Coinciding with the gallery’s 40th anniversary, Mazzoleni is now set to bring the sculpture to Art Basel Unlimited 2026, introducing the rarely exhibited work to a new audience. Staged in collaboration with Archivio Bonalumi, the presentation of Struttura modulare bianca within the context of the fair’s sector dedicated to museum-scale pieces offers new perspectives on the pivotal work—and its continued significance both historically and today.
Ahead of the presentation’s debut, we reached out to Luigi and Davide Mazzoleni, whose family has a long and storied history with both Bonalumi and the Bonalumi Estate, to learn more about the work’s background and their own insights into the artist’s context and practice.

Davide and Luigi Mazzoleni. Courtesy of Mazzoleni.
In light of the upcoming presentation of Bonalumi’s work at Art Basel, can you walk us through the background and significance of Struttura modulare bianca (1970) specifically?
Luigi Mazzoleni (LM): Struttura modulare bianca represents a pivotal moment in the development of Bonalumi’s research toward the “object painting,” as defined by Gillo Dorfles. If we consider that, in one of the earliest presentations of his work at Galleria Eidac in Milan in 1962, Bonalumi staged a performance in which he sculpted a large white sheet with his own body.
It becomes clear that Struttura modulare bianca represents a further development of that line of research and of his intense interest in environmental art. Following the landmark exhibition Lo spazio dell’immagine (Foligno, 1967), where Bonalumi exhibited alongside artists such as Lucio Fontana, Enrico Castellani, Luciano Fabro, Pino Pascali, Michelangelo Pistoletto, and Paolo Scheggi, he developed his first three-dimensional “shaped canvases,” laying the foundations for his lifelong exploration of form, volume, concavity, and convexity. Throughout the 1960s, he refined the concept of the “object painting,” expanding the surface into sculptural and environmental dimensions.

Left to right: Enrico Castellani, Agostino Bonalumi, Lucio Fontana. Courtesy of Archivio Bonalumi.
Do you think presenting the work within the context of Art Basel—or the art fair model more broadly—brings a new dimension to considerations around either this piece or Bonalumi’s practice overall?
Davide Mazzoleni (DM): Bonalumi’s first exhibition with Galleria Mazzoleni dates back to 2008, followed by, among others, a major exhibition dedicated to his sculptural practice in 2014, the inaugural exhibition at the gallery’s Mayfair space in London in 2022, the artist’s solo presentation at Palazzo Reale in Milan in 2018, and the 2025 exhibition dedicated to his dialogue with experimental theater curated by Marco Scotini in Turin.

(Source data)
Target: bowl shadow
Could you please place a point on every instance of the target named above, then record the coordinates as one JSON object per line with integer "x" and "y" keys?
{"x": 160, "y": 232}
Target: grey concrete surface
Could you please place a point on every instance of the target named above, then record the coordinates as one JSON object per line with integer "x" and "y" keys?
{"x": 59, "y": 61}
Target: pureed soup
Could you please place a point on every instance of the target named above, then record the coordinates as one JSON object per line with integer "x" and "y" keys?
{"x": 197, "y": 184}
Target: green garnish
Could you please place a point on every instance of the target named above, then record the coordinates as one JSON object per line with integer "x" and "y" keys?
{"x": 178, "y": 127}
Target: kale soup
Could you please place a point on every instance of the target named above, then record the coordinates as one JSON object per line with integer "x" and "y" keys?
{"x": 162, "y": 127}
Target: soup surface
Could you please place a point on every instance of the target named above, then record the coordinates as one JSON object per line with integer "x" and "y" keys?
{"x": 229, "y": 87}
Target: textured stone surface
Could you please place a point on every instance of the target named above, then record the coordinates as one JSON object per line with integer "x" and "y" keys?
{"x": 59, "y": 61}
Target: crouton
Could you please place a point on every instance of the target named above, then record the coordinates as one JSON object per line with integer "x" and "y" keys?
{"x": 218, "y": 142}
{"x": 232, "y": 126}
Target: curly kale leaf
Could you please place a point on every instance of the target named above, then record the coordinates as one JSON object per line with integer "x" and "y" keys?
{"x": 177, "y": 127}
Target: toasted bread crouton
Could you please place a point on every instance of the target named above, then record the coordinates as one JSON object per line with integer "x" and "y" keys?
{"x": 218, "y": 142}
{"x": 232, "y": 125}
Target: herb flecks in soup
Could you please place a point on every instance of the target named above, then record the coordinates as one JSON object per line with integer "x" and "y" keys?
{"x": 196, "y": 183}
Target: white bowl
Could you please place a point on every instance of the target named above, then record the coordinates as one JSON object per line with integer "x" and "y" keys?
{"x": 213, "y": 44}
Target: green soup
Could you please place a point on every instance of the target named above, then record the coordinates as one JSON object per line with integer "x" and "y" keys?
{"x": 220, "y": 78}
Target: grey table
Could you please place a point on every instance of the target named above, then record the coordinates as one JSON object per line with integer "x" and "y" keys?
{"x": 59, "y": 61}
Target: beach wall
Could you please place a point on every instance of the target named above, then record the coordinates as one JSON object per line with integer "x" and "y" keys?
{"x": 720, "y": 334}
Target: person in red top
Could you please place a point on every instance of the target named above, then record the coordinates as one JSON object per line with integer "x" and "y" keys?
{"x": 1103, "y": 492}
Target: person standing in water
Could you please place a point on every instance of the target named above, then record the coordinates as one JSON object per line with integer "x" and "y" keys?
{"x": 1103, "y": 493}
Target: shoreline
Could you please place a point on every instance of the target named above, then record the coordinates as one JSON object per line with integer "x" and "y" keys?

- Tasks and exercises -
1 > Answer these questions from the interview about Bonalumi's sculpture:
(a) Who defined the "object painting"?
(b) In which gallery did Bonalumi stage his 1962 performance with a white sheet?
(c) In what year did Bonalumi first exhibit with Galleria Mazzoleni?
2 > Edit the interview about Bonalumi's sculpture by rewriting everything from "Left to right: Enrico" down to "Scotini in Turin.", putting "Soho" in place of "Mayfair".
3 > Resume the interview about Bonalumi's sculpture from the point where it stops.
The records were taken from a separate source.

- Answers below -
1 >
(a) Gillo Dorfles
(b) Galleria Eidac in Milan
(c) 2008

2 >
Left to right: Enrico Castellani, Agostino Bonalumi, Lucio Fontana. Courtesy of Archivio Bonalumi.
Do you think presenting the work within the context of Art Basel—or the art fair model more broadly—brings a new dimension to considerations around either this piece or Bonalumi’s practice overall?
Davide Mazzoleni (DM): Bonalumi’s first exhibition with Galleria Mazzoleni dates back to 2008, followed by, among others, a major exhibition dedicated to his sculptural practice in 2014, the inaugural exhibition at the gallery’s Soho space in London in 2022, the artist’s solo presentation at Palazzo Reale in Milan in 2018, and the 2025 exhibition dedicated to his dialogue with experimental theater curated by Marco Scotini in Turin.

3 >
Installation view of Agostino Bonalumi, Struttura modulare bianca (1970), 35th Venice Biennale. Courtesy of Archivio Storico delle Arti Contemporanee.
The presentation at Art Basel Unlimited, where Bonalumi is the only historic Italian artist featured, confirms the sustained recognition of Bonalumi’s research at the highest institutional and collecting level. At the same time, beyond these milestones, it is important to remember the artist’s personal dimension: Bonalumi moved with ease between Milan’s cultural circles and the mechanical workshops where many of his works took shape, combining a rigorous, experimental approach with a deeply personal sensibility, expressed for instance through his poetry and writing.
The significance of presenting Struttura modulare bianca within Art Basel Unlimited lies in the opportunity to observe how it engages with the other works selected by Ruba Katrib, generating a broader spatial and perceptual dialogue.
What do you hope viewers of this presentation take away with them?
LM: Bonalumi transformed the pictorial surface into a true “spatial container,” an organism traversed by invisible forces, tensions, and pressures. His works do not represent space; rather, they generate it, projecting it beyond their own physical limits and into the surrounding environment. Through Struttura modulare bianca, what we hope to convey is precisely this experience: the perception of a restless, living space in constant transformation, which resists any fixed or definitive form and instead unfolds through time and the movement of the gaze.
In this sense, Bonalumi’s most profound legacy is not only formal but also existential: an invitation to perceive the world as a field of energies in tension, while at the same time inhabiting it with attentiveness, lightness, and a quiet, poised intensity.

Agostino Bonalumi, Struttura modulare bianca (1970) at the 12th Biennale of Middelheim, Kunsthistorische Musea, Openluchtmuseum Voor, Beeldhouwkunst Middelheim, Anversa (June 17–October 8, 1973). Courtesy of Archivio Bonalumi.
As representatives of the artist’s estate, can you tell us about your and your family’s relationship with the artist and later his estate? When did you first encounter his work?
DM: Our father Giovanni first encountered the work of Bonalumi in 1970, on the occasion of a solo exhibition at Galleria La Bussola in Turin. Together with our mother Anna Pia, by then they had already built a collection reflecting a deep interest in the transformations of post-war Italian artistic culture, particularly in the reductionist and analytical tendencies that would later gain international recognition.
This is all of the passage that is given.